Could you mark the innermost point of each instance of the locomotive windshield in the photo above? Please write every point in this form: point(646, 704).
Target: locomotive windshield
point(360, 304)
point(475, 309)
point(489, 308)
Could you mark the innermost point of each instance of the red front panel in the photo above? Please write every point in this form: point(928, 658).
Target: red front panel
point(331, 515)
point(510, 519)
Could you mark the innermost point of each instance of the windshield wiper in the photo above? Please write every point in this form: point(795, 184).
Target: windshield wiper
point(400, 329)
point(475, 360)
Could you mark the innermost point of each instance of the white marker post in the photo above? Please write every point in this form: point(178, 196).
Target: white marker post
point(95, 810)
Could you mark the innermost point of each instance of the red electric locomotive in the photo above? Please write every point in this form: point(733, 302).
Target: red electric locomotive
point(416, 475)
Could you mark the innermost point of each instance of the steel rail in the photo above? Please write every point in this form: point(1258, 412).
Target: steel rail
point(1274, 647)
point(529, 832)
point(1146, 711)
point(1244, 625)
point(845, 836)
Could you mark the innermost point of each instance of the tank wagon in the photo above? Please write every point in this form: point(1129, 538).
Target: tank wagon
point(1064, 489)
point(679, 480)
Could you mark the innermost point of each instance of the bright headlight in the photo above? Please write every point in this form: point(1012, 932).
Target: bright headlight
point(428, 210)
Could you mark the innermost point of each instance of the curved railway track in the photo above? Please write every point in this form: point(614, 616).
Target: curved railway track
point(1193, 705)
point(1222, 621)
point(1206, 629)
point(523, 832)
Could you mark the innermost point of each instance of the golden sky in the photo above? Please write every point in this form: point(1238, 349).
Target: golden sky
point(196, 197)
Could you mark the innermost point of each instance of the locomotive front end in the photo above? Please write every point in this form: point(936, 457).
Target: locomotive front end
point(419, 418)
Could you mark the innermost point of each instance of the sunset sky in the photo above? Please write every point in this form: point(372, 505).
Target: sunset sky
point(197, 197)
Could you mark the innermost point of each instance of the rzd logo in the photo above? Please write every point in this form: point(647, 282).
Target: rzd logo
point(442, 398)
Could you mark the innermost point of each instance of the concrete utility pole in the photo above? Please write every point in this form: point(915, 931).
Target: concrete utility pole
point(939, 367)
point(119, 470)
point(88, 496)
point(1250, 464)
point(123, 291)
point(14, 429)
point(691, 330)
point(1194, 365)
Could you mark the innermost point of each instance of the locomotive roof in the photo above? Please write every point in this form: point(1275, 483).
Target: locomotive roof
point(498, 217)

=====

> **What the task requires**:
Output the material above as a CSV with two columns headed input and output. Give one row for each text-and-answer pair, and put each field in double quotes with its line breaks replaced by spaces.

> **Reply**:
input,output
"Could you mark the innermost point of each instance of the locomotive windshield in the photo above? Please write every point in this form: point(646, 704). Target: locomotive windshield","point(360, 304) point(475, 309) point(489, 308)"
"Could you mark the innermost point of each instance of the red front panel in the photo above? Please write every point in this form: point(928, 658). Target: red front panel","point(331, 515) point(510, 519)"
"Could you mark the innermost point of each instance of the windshield wiper in the photo above? Please write every point in this form: point(795, 184). Target: windshield wiper","point(400, 329) point(475, 360)"
"Could you mark the innermost point of each instance of the white marker post in the photo above? Please write every point in this form: point(178, 196). Target: white marker post","point(95, 810)"
"Could you mark the innermost point of each instance of the red electric locomotive in the photo above? Please write every point in this form: point(733, 302). Target: red electric locomotive","point(416, 475)"
"Could you mark the innermost point of each instance of the steel rail in the photo above? Please write every point in this form: point(1258, 412). Target: steel rail","point(1274, 647) point(529, 832) point(1146, 711) point(1244, 625) point(845, 836)"
"Could you mark the innermost point of each instance of the tank wagon in the photo above? Please write every point in this form: point(1129, 538). Target: tank wagon","point(1064, 489) point(679, 480)"
"Could you mark the innermost point of each instance of the bright headlight in the photo above? Please write every point in this form: point(1012, 932). Target: bright headlight","point(428, 210)"
"Could you mark the innermost point of each instance of the curved railway track in the photo above? Please write every point in this form: point(614, 616). Target: curved railway track","point(1193, 705) point(1222, 621) point(1206, 629) point(523, 832)"
"Could you mark the innermost point of each instance of the golden sky in the photo above? Please write every point in this form: point(1238, 349). Target: golden sky","point(196, 197)"
"Could you mark the innermost point of each instance of the locomotive front end in the photo above? Please write every point in this form: point(936, 457). Target: locomotive front end","point(419, 418)"
"Could you mark the innermost point of each instance of the sunset sky in the photo above? Please write every point in this form: point(372, 505). Target: sunset sky","point(197, 197)"
"Could you mark the innermost point of each instance of the rzd logo in the photo above? Please write every point in this form: point(647, 282). Target: rzd logo","point(442, 398)"
"Could you mark the innermost point of each instance of the concrete utility pole in the photo above? Please write every point in this form: point(915, 931). Target: concrete utility pole","point(939, 367) point(119, 470) point(88, 496) point(1250, 464) point(123, 291) point(14, 429) point(691, 330) point(1194, 365)"
"Could you mark the innermost point of each instance of the locomotive roof in the photo above? Please write every point in this form: point(1275, 483). Target: locomotive roof","point(498, 217)"